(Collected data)
================================
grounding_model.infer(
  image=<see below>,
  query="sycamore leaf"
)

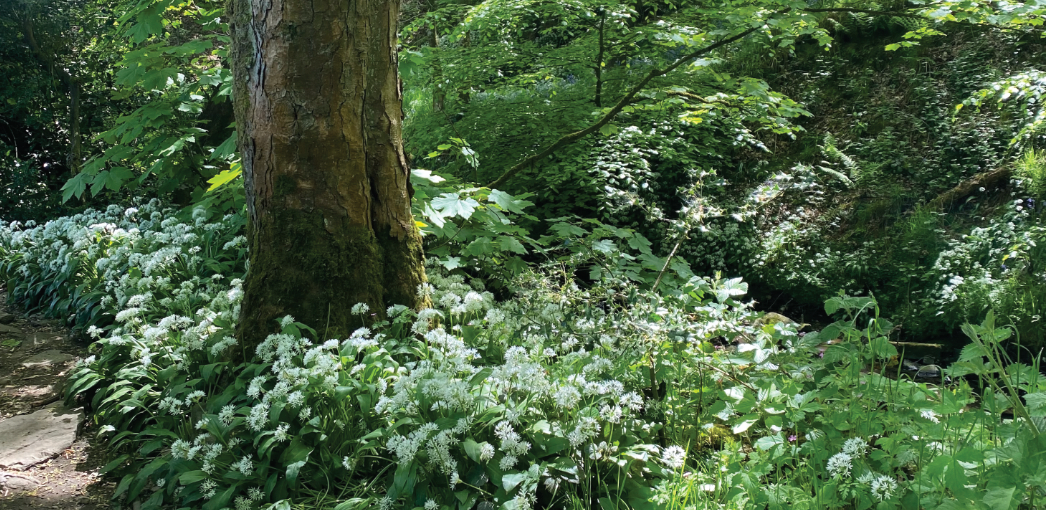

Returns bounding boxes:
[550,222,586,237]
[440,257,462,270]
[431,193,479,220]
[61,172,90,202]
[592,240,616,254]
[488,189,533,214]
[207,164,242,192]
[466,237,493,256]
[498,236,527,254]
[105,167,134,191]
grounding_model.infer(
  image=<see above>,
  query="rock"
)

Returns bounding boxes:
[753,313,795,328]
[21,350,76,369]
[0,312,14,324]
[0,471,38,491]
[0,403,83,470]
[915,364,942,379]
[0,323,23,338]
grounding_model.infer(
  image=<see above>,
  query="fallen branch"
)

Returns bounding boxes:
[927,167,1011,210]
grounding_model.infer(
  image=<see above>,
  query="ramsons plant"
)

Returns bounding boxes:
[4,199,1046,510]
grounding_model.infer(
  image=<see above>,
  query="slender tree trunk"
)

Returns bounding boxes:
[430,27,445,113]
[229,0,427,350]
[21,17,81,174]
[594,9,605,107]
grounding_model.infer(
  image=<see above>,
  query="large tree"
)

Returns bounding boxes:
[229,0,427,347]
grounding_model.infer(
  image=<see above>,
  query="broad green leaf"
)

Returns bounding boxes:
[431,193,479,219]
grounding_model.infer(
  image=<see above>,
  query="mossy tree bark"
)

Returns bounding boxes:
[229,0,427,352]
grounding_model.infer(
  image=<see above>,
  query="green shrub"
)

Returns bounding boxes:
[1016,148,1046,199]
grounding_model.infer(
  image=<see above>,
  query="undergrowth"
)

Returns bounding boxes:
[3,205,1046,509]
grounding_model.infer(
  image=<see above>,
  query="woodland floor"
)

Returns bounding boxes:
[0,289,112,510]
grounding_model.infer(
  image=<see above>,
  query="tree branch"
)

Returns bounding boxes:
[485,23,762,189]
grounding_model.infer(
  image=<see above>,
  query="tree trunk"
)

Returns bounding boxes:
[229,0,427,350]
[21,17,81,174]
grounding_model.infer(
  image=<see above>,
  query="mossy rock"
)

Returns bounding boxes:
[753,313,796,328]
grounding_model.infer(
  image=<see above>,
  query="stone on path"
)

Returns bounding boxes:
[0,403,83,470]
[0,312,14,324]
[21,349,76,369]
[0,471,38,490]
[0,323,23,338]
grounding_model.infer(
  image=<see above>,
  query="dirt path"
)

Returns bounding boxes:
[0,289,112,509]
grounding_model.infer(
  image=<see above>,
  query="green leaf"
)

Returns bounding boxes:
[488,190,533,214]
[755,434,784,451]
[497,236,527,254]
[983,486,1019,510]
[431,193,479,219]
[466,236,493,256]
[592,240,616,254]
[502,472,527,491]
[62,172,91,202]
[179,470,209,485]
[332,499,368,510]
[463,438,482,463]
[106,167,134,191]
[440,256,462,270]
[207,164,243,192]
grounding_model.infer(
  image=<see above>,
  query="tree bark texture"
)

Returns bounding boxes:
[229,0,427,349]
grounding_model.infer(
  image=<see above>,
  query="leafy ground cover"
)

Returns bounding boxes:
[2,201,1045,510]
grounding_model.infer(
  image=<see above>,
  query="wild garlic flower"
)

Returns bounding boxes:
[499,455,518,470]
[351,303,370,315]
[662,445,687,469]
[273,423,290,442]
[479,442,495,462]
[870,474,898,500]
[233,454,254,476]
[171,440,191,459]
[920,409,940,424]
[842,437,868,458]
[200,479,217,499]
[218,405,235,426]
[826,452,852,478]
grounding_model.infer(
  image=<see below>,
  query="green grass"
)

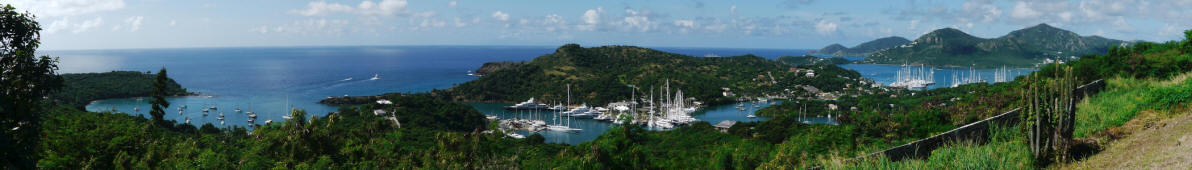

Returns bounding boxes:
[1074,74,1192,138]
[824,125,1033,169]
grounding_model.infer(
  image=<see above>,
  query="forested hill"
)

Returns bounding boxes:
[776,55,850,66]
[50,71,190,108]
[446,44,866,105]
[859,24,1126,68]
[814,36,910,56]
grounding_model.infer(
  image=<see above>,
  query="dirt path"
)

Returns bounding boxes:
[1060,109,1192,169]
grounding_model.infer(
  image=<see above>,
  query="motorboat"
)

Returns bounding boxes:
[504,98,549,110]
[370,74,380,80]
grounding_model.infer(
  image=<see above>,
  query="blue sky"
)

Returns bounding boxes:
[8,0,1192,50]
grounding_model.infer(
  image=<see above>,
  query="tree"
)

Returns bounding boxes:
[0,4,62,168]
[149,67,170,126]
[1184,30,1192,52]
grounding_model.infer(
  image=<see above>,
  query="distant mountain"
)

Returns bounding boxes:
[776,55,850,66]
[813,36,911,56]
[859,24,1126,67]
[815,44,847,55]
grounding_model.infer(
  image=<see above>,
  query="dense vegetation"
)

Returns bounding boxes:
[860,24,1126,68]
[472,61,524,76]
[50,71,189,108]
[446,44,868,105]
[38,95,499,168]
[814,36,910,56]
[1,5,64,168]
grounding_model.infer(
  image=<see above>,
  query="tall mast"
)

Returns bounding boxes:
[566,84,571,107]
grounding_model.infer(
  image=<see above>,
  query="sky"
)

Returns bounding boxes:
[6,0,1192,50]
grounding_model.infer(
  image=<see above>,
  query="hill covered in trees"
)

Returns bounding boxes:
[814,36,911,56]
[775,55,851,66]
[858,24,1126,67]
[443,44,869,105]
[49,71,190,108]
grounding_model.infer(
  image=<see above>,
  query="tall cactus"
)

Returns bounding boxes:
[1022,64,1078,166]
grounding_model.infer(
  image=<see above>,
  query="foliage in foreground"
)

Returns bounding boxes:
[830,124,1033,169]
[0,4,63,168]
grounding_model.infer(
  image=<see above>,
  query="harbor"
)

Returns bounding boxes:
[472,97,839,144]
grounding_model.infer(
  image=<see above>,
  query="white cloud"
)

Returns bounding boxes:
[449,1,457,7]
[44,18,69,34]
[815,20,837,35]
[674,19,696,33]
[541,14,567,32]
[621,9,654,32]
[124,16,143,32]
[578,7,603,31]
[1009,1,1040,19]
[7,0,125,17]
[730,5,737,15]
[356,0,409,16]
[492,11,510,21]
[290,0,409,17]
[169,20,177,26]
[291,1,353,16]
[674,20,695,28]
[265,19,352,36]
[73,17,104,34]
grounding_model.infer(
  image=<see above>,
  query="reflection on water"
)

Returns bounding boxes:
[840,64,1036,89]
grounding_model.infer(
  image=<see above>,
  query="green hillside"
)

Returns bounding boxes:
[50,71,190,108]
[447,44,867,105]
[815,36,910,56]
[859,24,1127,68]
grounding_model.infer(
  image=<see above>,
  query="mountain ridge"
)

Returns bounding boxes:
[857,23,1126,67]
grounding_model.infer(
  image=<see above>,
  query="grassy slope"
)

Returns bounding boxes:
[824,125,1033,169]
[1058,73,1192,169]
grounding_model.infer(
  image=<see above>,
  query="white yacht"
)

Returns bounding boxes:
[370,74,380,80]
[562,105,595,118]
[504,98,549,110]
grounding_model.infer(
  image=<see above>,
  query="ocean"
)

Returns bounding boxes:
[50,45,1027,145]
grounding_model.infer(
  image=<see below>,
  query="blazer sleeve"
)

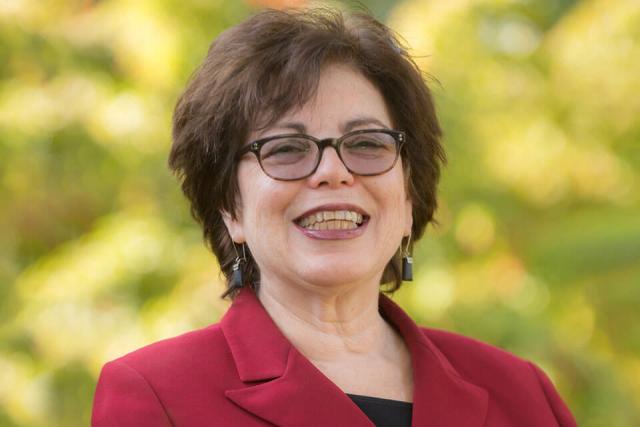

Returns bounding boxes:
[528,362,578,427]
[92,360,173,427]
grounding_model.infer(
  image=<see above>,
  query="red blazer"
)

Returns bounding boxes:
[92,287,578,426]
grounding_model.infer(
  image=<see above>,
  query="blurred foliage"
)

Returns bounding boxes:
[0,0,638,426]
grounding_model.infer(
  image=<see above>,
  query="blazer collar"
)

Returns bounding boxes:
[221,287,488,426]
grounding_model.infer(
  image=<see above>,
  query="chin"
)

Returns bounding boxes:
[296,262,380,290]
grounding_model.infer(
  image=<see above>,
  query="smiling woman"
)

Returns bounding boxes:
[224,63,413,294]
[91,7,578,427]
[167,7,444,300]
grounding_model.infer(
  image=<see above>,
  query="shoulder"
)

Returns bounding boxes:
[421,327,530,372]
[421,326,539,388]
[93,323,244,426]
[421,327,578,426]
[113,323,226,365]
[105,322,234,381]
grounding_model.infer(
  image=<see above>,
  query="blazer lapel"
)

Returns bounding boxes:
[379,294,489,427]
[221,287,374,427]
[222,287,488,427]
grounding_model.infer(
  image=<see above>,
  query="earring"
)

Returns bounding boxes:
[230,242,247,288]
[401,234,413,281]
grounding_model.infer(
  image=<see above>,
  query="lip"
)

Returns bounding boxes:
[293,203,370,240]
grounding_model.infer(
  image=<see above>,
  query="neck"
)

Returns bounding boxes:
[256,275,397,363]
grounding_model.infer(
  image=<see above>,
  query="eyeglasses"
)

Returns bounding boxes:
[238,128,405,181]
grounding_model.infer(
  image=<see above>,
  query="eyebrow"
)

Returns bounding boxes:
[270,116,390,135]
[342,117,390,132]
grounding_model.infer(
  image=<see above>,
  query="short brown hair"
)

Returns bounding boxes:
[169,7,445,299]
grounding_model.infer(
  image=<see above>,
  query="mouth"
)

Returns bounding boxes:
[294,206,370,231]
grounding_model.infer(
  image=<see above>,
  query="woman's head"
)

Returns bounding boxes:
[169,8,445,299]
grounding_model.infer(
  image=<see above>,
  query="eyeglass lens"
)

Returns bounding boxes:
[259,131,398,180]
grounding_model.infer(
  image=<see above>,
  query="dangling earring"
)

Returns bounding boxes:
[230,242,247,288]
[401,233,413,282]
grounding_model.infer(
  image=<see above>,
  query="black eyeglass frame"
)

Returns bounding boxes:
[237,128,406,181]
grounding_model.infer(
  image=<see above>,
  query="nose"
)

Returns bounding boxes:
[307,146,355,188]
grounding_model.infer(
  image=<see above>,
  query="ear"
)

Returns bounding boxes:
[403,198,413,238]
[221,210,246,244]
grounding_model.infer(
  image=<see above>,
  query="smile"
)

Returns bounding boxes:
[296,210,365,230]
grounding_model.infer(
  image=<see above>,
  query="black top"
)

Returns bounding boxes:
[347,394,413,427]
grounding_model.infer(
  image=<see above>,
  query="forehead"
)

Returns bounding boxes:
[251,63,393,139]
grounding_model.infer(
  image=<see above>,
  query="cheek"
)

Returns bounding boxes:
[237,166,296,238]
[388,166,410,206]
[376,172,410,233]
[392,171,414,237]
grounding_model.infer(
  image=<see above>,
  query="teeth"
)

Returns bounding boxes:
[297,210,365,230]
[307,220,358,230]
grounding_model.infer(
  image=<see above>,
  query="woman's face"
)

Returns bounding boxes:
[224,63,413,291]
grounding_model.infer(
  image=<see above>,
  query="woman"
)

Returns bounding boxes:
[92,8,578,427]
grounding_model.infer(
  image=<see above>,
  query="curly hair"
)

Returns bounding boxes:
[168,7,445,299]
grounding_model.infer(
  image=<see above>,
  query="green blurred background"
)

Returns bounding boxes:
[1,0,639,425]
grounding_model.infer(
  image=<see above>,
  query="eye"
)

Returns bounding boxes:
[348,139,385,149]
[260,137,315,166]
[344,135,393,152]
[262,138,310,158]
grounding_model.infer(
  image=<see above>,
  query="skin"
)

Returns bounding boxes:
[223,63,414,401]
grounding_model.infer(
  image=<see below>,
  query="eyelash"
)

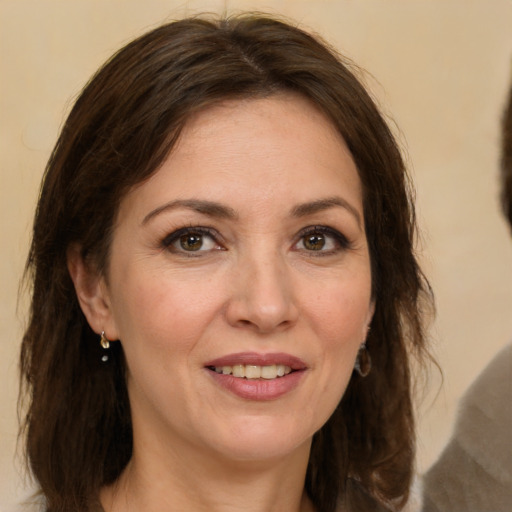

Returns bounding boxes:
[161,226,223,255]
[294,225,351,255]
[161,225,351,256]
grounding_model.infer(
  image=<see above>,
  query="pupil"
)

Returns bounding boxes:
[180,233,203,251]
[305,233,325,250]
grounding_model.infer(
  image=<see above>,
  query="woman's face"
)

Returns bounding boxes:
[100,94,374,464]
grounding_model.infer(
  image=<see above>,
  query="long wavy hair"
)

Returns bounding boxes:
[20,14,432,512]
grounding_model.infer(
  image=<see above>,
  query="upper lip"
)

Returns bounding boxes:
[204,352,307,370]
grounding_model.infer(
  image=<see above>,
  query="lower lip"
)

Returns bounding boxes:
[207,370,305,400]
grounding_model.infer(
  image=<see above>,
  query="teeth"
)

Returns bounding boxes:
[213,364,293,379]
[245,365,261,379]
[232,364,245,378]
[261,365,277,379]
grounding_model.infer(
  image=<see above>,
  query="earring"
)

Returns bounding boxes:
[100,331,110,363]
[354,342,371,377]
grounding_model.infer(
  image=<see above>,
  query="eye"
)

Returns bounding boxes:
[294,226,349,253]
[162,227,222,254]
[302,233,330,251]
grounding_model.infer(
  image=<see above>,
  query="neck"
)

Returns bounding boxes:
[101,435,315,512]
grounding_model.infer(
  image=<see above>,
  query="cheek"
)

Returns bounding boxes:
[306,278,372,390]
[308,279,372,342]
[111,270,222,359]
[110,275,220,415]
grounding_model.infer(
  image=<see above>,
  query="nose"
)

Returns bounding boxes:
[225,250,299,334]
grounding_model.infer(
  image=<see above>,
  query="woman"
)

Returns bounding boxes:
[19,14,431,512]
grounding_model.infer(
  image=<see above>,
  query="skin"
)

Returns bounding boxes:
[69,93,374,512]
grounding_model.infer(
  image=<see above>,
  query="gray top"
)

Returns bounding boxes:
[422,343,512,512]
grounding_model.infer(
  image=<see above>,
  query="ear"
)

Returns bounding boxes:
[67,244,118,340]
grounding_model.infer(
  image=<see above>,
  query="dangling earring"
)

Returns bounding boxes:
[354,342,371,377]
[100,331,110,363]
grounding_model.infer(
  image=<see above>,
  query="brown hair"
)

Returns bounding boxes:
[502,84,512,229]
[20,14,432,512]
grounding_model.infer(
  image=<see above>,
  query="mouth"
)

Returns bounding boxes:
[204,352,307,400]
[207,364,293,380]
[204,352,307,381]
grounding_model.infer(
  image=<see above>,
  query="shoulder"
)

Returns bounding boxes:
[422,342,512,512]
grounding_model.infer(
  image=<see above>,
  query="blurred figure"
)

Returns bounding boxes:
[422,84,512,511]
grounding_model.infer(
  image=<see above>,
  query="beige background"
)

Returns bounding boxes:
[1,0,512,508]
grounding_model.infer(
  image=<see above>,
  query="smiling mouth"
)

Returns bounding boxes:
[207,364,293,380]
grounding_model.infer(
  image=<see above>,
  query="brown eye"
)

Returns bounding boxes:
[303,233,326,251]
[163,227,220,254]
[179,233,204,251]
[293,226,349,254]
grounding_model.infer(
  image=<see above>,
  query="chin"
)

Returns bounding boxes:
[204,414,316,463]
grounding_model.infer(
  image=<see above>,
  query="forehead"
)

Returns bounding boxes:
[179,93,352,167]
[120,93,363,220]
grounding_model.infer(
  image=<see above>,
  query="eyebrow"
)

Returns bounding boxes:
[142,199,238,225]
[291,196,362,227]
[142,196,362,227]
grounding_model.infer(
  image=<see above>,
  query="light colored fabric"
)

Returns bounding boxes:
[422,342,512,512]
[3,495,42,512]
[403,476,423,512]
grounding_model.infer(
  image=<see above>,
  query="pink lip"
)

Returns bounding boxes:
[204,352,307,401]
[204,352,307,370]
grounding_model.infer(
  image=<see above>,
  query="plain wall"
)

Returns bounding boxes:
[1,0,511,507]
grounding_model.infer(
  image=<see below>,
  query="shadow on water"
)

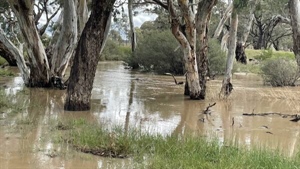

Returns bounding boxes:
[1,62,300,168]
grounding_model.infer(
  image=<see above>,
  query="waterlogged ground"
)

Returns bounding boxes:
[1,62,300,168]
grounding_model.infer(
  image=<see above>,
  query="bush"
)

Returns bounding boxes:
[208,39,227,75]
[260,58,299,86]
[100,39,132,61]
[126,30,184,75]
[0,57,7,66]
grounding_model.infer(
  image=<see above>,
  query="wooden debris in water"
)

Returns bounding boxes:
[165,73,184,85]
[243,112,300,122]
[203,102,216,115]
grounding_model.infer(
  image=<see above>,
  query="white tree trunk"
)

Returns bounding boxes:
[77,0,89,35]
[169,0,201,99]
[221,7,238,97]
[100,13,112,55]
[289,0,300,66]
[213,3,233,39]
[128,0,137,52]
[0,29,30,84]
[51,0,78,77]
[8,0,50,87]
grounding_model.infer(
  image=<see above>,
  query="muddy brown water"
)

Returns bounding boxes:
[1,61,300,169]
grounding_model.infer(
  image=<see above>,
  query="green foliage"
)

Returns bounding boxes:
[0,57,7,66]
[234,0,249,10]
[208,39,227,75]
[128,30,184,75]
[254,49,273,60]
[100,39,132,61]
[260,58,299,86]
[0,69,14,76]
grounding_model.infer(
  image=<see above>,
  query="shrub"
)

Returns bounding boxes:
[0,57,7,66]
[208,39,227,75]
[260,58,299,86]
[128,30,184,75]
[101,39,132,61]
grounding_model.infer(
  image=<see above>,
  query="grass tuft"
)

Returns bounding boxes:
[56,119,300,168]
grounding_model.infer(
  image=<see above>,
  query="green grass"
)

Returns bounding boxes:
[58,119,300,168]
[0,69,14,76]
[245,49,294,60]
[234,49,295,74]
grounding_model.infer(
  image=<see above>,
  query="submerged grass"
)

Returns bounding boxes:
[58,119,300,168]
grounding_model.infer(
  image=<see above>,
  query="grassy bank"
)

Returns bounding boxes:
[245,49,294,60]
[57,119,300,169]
================================
Work task: I need the number of lines in the entries that include "grassy"; please give that number and nothing else.

Expected output: 2